* Entries on where objects are located
========================================================================

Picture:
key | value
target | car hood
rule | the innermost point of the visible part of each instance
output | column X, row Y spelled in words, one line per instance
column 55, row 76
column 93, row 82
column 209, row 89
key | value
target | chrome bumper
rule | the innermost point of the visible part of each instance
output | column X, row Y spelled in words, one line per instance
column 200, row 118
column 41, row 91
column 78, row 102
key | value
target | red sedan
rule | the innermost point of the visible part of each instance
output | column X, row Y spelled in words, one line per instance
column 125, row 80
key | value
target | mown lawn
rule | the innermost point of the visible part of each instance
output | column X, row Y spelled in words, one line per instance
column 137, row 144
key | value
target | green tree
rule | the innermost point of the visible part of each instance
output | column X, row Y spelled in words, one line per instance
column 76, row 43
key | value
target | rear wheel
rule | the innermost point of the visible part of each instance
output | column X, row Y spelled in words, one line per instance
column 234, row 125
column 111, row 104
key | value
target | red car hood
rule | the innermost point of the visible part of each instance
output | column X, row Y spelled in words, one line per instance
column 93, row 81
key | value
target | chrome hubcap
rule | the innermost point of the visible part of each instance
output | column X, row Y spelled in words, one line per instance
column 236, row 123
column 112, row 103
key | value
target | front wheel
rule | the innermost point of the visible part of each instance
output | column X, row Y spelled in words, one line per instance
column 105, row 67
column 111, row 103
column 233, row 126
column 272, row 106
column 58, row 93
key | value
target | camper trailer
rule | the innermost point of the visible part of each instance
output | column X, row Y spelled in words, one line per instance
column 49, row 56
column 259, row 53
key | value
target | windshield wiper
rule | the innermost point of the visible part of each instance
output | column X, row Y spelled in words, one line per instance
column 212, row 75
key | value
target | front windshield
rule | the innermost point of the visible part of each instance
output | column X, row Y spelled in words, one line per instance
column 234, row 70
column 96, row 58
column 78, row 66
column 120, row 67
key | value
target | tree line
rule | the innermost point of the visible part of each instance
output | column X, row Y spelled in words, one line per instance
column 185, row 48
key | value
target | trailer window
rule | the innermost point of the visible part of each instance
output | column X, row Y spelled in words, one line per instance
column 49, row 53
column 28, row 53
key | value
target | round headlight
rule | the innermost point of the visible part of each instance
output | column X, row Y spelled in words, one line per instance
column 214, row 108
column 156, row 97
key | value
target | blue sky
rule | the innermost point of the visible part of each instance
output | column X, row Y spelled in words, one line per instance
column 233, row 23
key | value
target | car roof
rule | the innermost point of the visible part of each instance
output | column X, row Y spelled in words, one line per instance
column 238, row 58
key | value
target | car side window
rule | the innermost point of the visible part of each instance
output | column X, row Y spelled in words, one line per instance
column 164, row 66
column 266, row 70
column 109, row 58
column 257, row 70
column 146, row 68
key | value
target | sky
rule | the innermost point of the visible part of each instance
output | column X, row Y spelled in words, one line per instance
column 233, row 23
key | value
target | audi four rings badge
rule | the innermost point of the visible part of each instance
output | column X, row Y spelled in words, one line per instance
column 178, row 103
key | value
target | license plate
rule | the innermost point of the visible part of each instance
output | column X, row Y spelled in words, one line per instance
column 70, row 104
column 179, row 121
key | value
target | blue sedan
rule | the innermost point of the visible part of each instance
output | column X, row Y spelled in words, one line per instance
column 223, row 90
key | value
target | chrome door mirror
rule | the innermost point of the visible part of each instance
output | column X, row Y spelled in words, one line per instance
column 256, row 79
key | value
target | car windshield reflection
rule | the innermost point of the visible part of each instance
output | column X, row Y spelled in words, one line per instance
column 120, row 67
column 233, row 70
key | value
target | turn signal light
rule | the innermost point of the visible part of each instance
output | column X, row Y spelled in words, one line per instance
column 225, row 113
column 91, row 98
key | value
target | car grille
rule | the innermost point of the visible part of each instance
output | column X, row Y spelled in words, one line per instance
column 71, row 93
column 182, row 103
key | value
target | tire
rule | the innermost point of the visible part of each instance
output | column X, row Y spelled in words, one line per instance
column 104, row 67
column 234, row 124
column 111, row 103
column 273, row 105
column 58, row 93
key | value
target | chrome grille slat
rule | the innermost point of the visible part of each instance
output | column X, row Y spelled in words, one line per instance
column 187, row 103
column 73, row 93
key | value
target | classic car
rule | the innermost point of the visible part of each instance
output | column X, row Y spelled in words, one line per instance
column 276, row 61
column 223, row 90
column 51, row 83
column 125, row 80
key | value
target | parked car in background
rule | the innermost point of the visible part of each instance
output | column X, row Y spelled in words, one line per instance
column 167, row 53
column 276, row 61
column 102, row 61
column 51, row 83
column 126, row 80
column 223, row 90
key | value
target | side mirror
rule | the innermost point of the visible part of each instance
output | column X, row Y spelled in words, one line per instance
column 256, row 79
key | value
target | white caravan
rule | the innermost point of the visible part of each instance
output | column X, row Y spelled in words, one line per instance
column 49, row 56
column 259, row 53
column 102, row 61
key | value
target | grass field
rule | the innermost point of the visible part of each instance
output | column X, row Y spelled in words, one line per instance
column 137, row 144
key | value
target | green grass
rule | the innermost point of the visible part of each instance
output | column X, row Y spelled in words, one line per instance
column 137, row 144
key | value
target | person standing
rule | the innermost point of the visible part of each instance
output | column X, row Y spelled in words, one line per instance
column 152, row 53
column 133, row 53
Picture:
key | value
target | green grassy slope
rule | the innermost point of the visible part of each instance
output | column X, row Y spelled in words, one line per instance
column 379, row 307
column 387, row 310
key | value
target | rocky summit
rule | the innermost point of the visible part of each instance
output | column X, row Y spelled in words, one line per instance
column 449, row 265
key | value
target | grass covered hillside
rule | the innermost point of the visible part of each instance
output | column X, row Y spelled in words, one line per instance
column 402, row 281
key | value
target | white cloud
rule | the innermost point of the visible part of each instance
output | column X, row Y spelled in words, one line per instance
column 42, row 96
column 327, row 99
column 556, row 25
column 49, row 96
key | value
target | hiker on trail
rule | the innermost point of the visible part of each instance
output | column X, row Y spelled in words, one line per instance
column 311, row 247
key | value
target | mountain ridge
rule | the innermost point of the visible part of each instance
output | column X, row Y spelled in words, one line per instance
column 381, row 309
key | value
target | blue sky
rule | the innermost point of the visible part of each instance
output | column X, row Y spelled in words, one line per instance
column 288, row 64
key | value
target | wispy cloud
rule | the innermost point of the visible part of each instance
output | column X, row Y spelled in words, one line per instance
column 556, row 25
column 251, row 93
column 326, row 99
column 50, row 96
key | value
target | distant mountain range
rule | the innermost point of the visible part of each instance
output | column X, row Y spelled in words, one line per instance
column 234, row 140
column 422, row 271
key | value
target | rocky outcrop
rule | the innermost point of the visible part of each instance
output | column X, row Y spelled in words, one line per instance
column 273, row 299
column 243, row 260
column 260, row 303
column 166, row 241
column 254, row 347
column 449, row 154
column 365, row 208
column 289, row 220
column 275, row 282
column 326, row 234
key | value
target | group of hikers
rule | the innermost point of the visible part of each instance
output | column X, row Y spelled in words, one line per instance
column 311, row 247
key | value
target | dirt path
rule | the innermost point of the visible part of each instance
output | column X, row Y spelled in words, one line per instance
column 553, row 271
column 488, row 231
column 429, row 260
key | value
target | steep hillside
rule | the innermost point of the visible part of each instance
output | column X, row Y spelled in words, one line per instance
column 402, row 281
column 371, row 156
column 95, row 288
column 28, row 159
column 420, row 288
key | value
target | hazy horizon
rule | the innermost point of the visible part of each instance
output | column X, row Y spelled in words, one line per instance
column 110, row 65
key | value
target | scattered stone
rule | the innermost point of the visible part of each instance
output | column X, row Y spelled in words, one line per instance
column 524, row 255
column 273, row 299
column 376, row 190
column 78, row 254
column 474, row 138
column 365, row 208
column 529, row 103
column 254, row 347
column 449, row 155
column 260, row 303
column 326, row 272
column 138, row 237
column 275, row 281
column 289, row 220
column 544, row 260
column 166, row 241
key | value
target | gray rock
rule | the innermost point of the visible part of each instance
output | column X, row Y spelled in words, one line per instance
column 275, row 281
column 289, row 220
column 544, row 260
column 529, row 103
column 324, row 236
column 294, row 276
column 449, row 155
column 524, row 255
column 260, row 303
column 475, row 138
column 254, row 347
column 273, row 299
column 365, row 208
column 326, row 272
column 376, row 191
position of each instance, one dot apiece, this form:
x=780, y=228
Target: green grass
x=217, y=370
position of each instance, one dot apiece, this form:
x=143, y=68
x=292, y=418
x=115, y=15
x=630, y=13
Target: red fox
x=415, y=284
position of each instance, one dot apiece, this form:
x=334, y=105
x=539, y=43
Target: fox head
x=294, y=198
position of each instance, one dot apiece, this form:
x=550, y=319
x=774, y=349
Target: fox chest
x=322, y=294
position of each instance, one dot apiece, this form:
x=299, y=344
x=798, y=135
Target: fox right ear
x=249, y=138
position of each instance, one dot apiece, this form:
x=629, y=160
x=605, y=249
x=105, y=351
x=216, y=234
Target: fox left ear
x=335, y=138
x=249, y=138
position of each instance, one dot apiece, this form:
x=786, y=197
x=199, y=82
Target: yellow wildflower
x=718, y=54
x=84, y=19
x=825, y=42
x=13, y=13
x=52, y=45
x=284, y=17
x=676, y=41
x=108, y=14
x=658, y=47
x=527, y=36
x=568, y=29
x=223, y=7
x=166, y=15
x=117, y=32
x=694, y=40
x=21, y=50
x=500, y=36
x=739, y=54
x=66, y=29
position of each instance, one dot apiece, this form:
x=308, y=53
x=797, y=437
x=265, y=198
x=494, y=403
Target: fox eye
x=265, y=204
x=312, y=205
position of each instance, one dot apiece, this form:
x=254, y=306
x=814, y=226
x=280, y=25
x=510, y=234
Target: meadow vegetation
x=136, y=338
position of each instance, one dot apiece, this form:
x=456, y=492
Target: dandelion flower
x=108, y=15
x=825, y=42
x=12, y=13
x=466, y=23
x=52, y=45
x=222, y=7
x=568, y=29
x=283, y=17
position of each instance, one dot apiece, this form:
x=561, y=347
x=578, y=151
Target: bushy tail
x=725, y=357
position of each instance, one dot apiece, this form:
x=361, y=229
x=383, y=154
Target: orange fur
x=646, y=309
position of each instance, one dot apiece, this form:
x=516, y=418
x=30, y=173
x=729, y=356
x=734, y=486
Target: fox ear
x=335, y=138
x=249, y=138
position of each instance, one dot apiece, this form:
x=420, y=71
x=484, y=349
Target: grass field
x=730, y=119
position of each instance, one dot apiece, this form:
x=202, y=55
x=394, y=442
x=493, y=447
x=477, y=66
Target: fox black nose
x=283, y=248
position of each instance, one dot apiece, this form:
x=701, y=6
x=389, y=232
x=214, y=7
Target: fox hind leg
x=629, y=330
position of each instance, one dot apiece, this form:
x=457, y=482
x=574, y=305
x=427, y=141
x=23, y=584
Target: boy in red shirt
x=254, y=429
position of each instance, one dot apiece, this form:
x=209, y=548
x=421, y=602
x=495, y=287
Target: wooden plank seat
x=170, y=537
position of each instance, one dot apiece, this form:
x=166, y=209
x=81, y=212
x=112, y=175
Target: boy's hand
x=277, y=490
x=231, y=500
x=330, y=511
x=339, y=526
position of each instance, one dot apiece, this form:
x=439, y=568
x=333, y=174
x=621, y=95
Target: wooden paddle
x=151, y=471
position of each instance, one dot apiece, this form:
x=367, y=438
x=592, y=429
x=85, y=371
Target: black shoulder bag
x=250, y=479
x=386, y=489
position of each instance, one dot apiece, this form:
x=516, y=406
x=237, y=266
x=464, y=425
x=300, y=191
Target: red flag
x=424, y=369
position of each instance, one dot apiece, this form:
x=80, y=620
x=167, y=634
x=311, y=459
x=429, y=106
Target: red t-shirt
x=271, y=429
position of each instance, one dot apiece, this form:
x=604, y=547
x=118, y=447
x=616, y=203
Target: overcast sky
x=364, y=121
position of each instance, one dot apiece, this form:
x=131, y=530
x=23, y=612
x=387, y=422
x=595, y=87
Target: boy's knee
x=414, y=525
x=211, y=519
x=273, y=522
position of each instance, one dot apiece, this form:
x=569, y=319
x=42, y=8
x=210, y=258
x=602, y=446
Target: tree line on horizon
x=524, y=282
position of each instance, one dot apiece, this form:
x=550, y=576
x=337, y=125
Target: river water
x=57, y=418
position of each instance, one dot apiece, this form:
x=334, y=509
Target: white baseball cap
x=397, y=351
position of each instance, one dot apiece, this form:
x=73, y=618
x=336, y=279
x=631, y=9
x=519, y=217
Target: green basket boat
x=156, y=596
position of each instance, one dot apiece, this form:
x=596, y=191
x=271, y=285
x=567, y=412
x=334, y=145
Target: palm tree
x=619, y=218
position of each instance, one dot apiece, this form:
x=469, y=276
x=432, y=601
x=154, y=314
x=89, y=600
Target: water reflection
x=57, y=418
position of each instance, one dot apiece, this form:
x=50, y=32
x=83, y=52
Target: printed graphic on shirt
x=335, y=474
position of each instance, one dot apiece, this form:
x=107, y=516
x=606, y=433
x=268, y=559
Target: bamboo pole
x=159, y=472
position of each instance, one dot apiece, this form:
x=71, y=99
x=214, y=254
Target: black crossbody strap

========================================================================

* Short task
List every line in the entries above that contains the word "mountain", copying each line in full.

* Response for this exercise
target | mountain ridge
target | distant mountain range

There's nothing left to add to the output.